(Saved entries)
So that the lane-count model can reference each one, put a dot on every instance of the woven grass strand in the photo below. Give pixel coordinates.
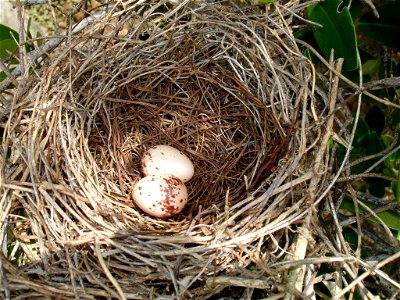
(226, 85)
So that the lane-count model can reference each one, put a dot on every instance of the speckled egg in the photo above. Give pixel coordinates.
(163, 159)
(160, 195)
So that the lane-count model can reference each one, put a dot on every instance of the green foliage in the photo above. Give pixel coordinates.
(337, 31)
(8, 47)
(386, 28)
(377, 125)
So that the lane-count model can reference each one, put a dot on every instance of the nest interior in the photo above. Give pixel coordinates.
(225, 85)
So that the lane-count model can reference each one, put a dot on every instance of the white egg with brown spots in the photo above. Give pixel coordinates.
(164, 159)
(160, 195)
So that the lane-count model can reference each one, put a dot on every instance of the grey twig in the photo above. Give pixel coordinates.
(30, 3)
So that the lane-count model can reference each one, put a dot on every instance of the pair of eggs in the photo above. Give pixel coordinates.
(162, 192)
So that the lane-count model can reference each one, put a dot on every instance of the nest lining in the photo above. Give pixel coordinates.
(228, 87)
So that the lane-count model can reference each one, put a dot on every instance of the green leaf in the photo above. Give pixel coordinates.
(337, 32)
(8, 47)
(386, 28)
(7, 33)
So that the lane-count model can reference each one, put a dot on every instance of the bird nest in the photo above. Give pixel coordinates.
(227, 86)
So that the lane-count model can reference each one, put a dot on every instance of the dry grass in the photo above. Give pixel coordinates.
(226, 85)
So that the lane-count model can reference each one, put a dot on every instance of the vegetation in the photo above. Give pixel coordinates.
(369, 46)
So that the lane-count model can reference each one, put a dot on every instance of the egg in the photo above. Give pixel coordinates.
(163, 159)
(160, 195)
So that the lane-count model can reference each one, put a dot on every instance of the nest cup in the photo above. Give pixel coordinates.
(225, 85)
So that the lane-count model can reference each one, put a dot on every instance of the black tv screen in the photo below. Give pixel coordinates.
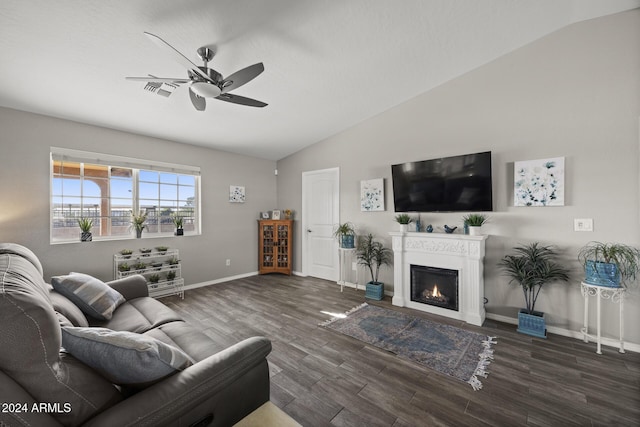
(448, 184)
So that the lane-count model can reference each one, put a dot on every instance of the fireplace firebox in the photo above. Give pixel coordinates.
(434, 286)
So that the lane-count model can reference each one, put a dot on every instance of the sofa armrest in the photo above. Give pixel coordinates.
(227, 386)
(134, 286)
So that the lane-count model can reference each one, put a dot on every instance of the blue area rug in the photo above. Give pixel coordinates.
(452, 351)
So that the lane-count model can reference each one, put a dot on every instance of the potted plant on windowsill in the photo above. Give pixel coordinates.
(404, 220)
(372, 254)
(345, 233)
(85, 225)
(531, 268)
(612, 265)
(474, 223)
(178, 221)
(138, 222)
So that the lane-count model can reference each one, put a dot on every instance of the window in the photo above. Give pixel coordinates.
(107, 189)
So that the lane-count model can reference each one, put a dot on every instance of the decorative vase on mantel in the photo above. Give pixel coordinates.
(475, 230)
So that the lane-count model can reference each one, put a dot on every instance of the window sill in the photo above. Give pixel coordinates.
(124, 238)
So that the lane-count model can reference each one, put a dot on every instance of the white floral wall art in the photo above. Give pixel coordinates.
(539, 182)
(236, 194)
(372, 195)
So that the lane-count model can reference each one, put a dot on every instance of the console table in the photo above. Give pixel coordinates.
(616, 295)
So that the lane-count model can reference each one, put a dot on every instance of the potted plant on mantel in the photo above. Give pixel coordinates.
(372, 254)
(404, 220)
(85, 225)
(474, 223)
(613, 265)
(345, 233)
(532, 267)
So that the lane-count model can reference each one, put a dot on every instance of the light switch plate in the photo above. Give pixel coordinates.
(583, 224)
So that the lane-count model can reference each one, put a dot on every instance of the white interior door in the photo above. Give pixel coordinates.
(321, 210)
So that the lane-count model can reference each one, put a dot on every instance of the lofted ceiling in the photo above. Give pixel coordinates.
(329, 64)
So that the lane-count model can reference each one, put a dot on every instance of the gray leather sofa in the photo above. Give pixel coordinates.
(41, 384)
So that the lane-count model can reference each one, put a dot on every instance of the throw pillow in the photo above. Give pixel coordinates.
(124, 358)
(94, 297)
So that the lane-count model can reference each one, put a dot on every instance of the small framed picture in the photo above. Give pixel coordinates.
(236, 194)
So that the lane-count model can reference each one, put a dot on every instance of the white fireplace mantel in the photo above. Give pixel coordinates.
(451, 251)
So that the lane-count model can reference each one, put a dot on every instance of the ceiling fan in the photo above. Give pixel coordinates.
(203, 82)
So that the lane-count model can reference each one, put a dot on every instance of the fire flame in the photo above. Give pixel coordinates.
(435, 292)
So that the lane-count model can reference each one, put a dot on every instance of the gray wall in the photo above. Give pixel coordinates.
(229, 230)
(572, 94)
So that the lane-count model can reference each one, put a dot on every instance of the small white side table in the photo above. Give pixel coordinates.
(616, 295)
(343, 269)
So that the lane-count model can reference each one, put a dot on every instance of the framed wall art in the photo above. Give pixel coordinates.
(372, 195)
(236, 194)
(539, 182)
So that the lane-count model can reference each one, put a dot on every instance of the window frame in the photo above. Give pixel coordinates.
(135, 165)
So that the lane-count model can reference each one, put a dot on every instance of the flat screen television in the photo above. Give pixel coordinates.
(449, 184)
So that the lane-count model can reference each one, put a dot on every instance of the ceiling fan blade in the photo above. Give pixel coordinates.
(236, 99)
(241, 77)
(199, 102)
(180, 58)
(159, 80)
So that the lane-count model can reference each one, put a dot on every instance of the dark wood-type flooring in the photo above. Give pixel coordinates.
(320, 377)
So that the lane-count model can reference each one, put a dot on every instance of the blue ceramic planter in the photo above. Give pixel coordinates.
(602, 274)
(374, 290)
(532, 324)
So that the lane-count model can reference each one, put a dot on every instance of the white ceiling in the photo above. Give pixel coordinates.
(329, 64)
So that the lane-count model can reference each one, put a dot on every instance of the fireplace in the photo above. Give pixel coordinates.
(459, 255)
(434, 286)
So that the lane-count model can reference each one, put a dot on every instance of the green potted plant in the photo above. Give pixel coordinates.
(139, 266)
(531, 268)
(474, 222)
(126, 253)
(138, 222)
(372, 254)
(404, 220)
(345, 233)
(612, 265)
(178, 221)
(85, 225)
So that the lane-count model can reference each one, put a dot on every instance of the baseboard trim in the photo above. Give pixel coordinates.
(221, 280)
(568, 333)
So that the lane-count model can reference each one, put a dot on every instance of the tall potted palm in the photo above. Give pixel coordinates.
(532, 267)
(372, 254)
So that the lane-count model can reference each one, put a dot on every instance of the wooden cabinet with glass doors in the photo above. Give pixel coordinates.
(275, 246)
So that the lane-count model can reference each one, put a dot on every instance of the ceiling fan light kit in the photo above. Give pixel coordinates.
(204, 82)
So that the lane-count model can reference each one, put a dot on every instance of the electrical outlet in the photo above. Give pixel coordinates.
(583, 224)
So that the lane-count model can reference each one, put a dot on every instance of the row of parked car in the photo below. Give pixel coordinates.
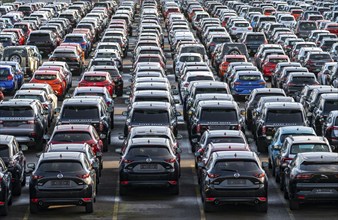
(82, 131)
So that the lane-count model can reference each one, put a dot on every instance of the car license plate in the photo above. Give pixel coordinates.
(60, 183)
(323, 190)
(148, 166)
(236, 182)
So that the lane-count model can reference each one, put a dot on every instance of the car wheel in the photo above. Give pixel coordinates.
(293, 204)
(33, 208)
(16, 188)
(262, 207)
(15, 58)
(122, 190)
(89, 207)
(4, 208)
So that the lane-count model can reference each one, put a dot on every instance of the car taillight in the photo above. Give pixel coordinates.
(9, 77)
(36, 177)
(303, 176)
(84, 176)
(171, 160)
(259, 175)
(212, 175)
(198, 128)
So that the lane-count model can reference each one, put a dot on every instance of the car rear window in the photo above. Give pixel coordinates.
(249, 77)
(16, 111)
(4, 151)
(309, 147)
(45, 76)
(284, 116)
(330, 105)
(150, 116)
(219, 115)
(71, 136)
(319, 166)
(4, 72)
(60, 166)
(148, 151)
(95, 78)
(236, 166)
(80, 112)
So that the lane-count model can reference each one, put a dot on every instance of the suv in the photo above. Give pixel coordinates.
(46, 41)
(275, 115)
(5, 188)
(151, 113)
(87, 110)
(14, 160)
(214, 115)
(26, 119)
(232, 177)
(24, 55)
(294, 145)
(69, 175)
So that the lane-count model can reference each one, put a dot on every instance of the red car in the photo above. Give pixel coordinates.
(271, 62)
(100, 79)
(77, 134)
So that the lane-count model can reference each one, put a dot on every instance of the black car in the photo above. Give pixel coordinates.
(214, 115)
(45, 40)
(326, 104)
(234, 177)
(26, 119)
(62, 178)
(273, 116)
(311, 176)
(151, 113)
(5, 188)
(149, 162)
(88, 110)
(15, 161)
(254, 98)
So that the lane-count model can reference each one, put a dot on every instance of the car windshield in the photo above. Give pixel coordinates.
(60, 166)
(284, 116)
(309, 147)
(36, 97)
(226, 140)
(190, 59)
(148, 151)
(71, 136)
(45, 76)
(4, 151)
(4, 72)
(150, 116)
(303, 80)
(219, 115)
(330, 105)
(73, 39)
(283, 136)
(236, 166)
(16, 111)
(80, 112)
(319, 166)
(94, 78)
(249, 77)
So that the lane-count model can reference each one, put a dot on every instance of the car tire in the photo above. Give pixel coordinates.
(33, 208)
(4, 208)
(293, 204)
(262, 207)
(90, 207)
(16, 191)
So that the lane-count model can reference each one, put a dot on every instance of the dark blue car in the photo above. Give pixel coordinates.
(245, 81)
(9, 80)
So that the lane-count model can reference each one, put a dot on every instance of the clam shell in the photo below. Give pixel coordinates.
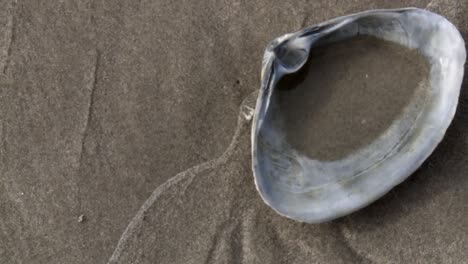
(314, 191)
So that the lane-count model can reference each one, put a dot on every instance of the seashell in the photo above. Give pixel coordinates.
(312, 190)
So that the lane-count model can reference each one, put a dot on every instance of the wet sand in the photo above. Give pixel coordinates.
(348, 94)
(104, 103)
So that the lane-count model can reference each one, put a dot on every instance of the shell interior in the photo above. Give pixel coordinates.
(312, 190)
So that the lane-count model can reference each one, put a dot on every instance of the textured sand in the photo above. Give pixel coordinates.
(347, 95)
(102, 102)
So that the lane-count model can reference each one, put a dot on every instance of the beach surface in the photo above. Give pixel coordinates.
(125, 138)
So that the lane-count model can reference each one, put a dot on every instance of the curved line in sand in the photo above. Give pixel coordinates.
(244, 118)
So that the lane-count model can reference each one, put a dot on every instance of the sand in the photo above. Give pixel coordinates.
(102, 103)
(347, 95)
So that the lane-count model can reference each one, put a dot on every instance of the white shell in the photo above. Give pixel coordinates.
(322, 191)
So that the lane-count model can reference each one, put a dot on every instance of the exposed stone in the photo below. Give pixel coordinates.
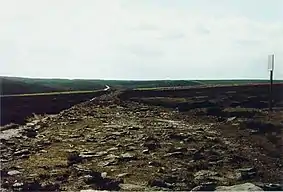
(127, 157)
(74, 158)
(13, 172)
(18, 185)
(240, 187)
(209, 186)
(22, 152)
(247, 173)
(159, 183)
(174, 154)
(132, 187)
(122, 174)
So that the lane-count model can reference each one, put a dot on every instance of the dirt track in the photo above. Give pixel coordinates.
(137, 146)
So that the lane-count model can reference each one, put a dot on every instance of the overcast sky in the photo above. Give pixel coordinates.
(141, 39)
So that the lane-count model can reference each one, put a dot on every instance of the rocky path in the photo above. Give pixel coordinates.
(109, 144)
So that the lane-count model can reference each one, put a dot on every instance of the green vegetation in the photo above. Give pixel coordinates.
(17, 85)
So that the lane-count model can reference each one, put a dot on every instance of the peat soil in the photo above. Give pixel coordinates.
(16, 109)
(131, 144)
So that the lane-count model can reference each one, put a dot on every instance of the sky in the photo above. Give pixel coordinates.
(141, 39)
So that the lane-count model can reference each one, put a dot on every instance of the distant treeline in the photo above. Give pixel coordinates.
(17, 85)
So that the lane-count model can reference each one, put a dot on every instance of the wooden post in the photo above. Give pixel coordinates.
(270, 91)
(271, 83)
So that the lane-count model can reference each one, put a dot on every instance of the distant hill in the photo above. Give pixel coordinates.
(17, 85)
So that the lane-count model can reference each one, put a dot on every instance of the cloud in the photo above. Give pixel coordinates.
(154, 40)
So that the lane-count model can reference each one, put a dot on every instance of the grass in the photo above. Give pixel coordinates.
(50, 93)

### Goal
Beginning at the line that holds "treeline in the photo above. Give pixel coordinates.", reproduce each line of the records above down to and including the last one.

### Output below
So that the lane-count model can reference each one, put a dot on every instance of the distant treeline in the photo above. Give pixel coordinates.
(17, 85)
So that the lane-count model can reference each one, put a dot on every instance of the wooden post in the photo above. Give pixel coordinates.
(270, 91)
(271, 83)
So that the lane-count model can reference each one, put a dot on every instance of the distant hill in the photo above. Give pixel coordinates.
(17, 85)
So that the lane-count model can reference each one, put a dot on every instance of the cloud in the photo above. Give pixel coordinates.
(154, 40)
So that the lane-count model can reference each one, put a dot on every instance of the grass in the photo above. Give pixel coordinates.
(50, 93)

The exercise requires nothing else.